# Required work
Return all of the data exactly as given.

(Source records)
● ● ● ● ● ● ●
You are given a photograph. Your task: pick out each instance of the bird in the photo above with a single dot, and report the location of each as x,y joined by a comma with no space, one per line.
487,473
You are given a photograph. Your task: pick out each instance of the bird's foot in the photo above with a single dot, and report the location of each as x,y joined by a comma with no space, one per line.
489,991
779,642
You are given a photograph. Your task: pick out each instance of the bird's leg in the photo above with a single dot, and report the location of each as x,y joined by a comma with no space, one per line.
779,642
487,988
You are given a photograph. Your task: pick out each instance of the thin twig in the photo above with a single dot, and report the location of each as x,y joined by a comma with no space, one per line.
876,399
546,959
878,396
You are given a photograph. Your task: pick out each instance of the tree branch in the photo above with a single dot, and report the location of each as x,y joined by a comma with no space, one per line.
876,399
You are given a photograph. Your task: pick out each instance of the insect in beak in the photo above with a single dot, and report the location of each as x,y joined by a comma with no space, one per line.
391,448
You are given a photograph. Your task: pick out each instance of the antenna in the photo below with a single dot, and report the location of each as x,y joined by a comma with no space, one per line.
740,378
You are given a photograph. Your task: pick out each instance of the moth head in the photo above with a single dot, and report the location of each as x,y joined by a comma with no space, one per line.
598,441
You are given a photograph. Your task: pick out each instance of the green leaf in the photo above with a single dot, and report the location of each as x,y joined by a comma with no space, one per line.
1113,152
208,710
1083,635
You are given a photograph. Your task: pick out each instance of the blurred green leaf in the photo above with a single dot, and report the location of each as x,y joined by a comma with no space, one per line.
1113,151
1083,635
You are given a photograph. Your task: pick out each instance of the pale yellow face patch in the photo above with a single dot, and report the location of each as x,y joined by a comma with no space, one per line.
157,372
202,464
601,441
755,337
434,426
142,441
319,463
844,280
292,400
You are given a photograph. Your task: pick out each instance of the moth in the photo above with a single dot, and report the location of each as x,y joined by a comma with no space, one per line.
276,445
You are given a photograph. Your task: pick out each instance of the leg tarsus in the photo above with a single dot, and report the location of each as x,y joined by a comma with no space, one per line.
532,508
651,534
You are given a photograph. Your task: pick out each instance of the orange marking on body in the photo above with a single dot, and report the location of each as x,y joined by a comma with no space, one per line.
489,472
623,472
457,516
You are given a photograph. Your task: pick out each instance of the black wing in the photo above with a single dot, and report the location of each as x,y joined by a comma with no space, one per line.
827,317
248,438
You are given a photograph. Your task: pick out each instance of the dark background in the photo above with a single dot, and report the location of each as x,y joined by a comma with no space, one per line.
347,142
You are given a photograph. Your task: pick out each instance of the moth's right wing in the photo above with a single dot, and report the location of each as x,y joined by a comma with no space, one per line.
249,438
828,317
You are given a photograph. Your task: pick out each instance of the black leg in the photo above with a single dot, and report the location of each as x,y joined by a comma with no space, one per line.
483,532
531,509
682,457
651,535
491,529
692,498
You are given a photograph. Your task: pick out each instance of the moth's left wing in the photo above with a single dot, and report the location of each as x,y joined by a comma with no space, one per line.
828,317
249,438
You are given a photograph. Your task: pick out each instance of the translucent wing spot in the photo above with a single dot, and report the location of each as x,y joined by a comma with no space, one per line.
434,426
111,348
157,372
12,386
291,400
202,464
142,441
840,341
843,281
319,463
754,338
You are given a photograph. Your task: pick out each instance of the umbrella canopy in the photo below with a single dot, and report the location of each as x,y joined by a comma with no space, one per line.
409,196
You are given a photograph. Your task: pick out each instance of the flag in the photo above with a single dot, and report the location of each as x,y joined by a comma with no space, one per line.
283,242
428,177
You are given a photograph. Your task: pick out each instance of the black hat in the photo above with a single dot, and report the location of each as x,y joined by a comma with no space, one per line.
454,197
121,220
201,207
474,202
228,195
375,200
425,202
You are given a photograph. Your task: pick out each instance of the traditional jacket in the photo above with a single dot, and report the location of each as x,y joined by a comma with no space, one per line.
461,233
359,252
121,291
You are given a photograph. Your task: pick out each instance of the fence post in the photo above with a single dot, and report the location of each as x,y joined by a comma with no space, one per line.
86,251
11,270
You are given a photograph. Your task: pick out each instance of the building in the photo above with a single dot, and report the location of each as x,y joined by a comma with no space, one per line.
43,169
● ● ● ● ● ● ●
# Solution
You are given a photograph. Your task: pick out each instance of the bird in the photo above with a single dot, and report the location of each as x,y joined by a comma with no space, one per line.
487,473
You are given a photograph. Your task: pick out each instance of the bird's foot in the photo above with a single dot, and report the location of each as x,y joined by a comma with no space, one per line.
489,991
779,642
You are given a photograph. Your task: pick out each instance of the bird's leg in the photo above with a single dot, and report the location of each as x,y joined by a comma with no space, one per line.
779,642
487,988
You are given a photograph. Your task: pick out each instance of the thin twig in the photo above with a single dot, and report the location of each as x,y joined by a comma with no space, one per line.
876,399
546,959
878,396
You are given a photograph. Your task: pick out each instance of the tree branch in the photo above with a single dot, and report the location of each as x,y joined by a comma with no space, one per line.
876,399
You are given a photograph. Your task: pick out each instance of the insect in beak in the photo above with a single dot, and report the location of each as x,y joined by a comma with no space, one per line.
391,448
You are given a photograph. Your task: pick out each instance of the antenna in the photo below with a single dot, and report the location of each as x,y joined by a comma with no space, one per line.
740,378
You are given a photograph. Your task: pick out each instance of the moth head in the photo above with a single dot, and report the location of each as x,y joined by a comma with no space, one per line.
598,441
You are given a photograph. Your task: pick out each instance of the green leaf in the photo above with a single dot, and report the location of each as x,y joined by a comma with no space, one per line.
1113,152
208,710
1083,635
You are given a photograph. Your task: pick out each instance of the blurred green leaf in the photo above with a single dot, and report the location of each as x,y joined by a comma with no space, one per line.
1113,151
1083,635
You are given a photograph. Your task: pick out each instance of the pale yellow face patch in the photo above with a single dot, and report the location of each as x,y joined by a comma with no space, one per line.
157,372
202,464
601,441
755,337
434,426
142,441
319,463
844,280
292,400
You are given a photograph. Your task: pick out each instance of the moth in the photo above with a single dot, and report the location of each as x,y joined by a comma with no space, one per line.
276,445
You are given a photograph. Your task: pick out each instance of the leg tarsus in the photo above with a single dot, and report the location of each as x,y joined by a comma with no space, one per line.
532,508
651,534
You are given a photograph. Your task: pick out each instance of the orange marking on body in the photo above with a single dot, and report the location of each as x,y joined by a comma with no space, one per line.
489,472
623,472
457,516
You are given a photograph. Your task: pick out each instance of the black wing in the photo above with a single dot, and report the location of each as x,y joined by a comma with no space, one per line.
827,317
248,438
You are given a photograph. Your task: pick out each instance of the dark background in the photo above with a single dot, and report the location of each as x,y joined by a comma with no space, one per line.
347,142
You are given a photograph. Your task: pick out each instance of the moth's right wing in the photo above with a single dot, and report the location of each as x,y joined by a comma with no space, one per line.
249,438
828,317
You are given a photograph. Your task: pick out each instance of the black leg in the photo above with a single dot, and report the location of each as x,y joined by a comma with no space, one per line.
483,532
531,509
682,457
651,535
491,529
692,498
You are given a photograph. Your task: pick out each instance of the moth's left wing in the photo above with a single dot, and report the location of each as x,y joined by a comma with no space, one per line.
828,317
249,438
You are given a photograph. Your task: pick out each instance of the translucent wing spot in the photo above with a single dot, and report the location of each as x,y joined by a comma with no space, one per line.
434,426
111,348
157,372
12,386
291,400
202,464
142,441
840,341
843,281
319,463
754,338
You are given a photograph. Your task: pick out each instance of the umbrella canopy in the photo below with a single dot, and report the location of each as x,y joined by a comma with no space, one per line.
409,196
You are given a photograph. Your task: pick out each instance of the flag in the photo above with a single dot, and report the location of each as x,y joined by a comma with no space, one per line.
283,242
428,177
You are given a photograph. Your task: pick out each instance of the black hat in the photo above with a single dot, and report the location of each as x,y joined by a comma with no space, one per line.
454,197
121,220
201,207
474,202
228,195
375,200
425,202
You are given a photograph. Your task: pick out each instance of the traditional jacket in the photo above with a single dot, and report the location of each as x,y joined by a comma with no space, one per line.
461,233
359,252
121,291
You are given a photograph. Your task: pick out each instance of the fence post in the photo above with a single dot, and report the location of each as x,y joined by a comma with no space, one per line.
86,251
11,270
You are given a photograph. Your task: pick out each instance of the building in the photo above with a single dot, and report the location of each as x,y joined by a comma with no space, one per line.
43,169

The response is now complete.